(WRITTEN REQUEST): Find and copy out every line in the items below that contains the word "forearm". Case counts.

+ + + + +

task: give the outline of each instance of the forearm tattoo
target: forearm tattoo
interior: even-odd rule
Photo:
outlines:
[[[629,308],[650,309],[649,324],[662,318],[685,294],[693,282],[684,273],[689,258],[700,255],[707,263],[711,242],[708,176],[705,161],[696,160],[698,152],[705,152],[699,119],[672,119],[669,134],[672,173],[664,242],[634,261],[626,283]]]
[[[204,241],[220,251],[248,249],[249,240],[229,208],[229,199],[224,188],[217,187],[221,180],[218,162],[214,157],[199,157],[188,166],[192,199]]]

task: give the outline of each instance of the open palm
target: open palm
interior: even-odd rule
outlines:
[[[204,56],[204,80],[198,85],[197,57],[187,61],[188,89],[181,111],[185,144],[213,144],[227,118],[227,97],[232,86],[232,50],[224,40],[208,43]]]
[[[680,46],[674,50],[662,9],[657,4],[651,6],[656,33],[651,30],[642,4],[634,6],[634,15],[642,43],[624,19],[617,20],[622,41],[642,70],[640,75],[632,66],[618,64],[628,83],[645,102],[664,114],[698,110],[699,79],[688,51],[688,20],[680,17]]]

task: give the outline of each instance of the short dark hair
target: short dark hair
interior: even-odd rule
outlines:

+ + + + +

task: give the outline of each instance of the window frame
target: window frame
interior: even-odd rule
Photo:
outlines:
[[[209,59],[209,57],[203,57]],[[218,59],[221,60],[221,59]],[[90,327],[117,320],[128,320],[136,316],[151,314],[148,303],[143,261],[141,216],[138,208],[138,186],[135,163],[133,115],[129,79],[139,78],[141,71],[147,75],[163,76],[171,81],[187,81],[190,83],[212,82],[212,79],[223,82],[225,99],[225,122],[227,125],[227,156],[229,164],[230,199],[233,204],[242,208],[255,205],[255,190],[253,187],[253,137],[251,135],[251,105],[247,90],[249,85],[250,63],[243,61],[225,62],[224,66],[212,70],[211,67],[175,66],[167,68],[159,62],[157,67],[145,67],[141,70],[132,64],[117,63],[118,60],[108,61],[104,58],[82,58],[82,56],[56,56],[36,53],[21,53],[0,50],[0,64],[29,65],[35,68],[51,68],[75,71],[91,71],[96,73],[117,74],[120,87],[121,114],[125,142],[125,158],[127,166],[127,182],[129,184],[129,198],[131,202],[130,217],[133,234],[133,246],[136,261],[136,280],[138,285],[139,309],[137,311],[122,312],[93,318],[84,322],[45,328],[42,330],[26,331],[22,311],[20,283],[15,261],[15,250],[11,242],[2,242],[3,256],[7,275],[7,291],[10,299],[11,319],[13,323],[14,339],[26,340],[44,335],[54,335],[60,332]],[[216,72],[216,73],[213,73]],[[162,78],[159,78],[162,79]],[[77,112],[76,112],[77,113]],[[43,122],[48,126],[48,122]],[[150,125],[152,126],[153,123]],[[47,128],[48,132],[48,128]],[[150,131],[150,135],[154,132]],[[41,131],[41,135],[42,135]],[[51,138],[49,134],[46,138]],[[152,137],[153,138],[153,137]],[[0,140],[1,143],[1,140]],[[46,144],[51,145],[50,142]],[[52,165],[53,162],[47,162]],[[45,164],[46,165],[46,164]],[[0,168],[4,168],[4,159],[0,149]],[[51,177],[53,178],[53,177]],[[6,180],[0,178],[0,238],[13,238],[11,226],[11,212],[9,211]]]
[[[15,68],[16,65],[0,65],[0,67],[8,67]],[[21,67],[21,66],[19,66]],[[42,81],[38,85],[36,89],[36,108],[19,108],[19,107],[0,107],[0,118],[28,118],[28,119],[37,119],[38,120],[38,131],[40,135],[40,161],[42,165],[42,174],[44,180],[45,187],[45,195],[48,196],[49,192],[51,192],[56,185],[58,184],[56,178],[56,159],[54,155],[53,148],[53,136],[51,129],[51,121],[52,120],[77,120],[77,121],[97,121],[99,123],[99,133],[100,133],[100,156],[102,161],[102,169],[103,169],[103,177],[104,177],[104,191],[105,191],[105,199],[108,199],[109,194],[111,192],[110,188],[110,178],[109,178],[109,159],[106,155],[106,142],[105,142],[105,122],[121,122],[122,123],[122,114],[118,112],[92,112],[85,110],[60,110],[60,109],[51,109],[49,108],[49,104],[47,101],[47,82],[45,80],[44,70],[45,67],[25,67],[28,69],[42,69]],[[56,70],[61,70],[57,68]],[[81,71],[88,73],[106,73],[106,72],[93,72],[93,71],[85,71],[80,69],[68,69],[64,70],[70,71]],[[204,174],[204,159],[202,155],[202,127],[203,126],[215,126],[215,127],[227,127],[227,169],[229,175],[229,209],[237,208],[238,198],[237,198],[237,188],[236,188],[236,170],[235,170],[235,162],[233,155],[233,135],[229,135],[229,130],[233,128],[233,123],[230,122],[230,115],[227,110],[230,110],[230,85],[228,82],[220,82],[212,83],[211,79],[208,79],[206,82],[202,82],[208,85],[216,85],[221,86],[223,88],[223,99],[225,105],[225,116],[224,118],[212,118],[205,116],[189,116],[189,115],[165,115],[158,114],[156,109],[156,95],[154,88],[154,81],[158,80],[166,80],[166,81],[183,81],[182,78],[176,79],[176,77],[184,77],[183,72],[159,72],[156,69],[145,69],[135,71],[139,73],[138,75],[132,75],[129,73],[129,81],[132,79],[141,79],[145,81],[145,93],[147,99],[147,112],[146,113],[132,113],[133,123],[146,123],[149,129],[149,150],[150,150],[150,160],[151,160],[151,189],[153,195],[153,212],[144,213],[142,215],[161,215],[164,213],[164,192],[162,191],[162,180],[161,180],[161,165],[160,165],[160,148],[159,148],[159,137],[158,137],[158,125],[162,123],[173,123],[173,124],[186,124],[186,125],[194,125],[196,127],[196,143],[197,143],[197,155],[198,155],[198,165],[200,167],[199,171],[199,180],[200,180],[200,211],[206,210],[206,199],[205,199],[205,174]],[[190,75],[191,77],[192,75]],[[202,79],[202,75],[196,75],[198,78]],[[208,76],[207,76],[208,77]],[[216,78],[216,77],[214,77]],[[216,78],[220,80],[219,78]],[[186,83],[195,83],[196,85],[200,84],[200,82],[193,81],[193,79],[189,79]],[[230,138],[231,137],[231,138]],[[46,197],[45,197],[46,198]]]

+ + + + +

(RESPONSE):
task: give the outline of each instance of the forearm tattoo
target: forearm tattoo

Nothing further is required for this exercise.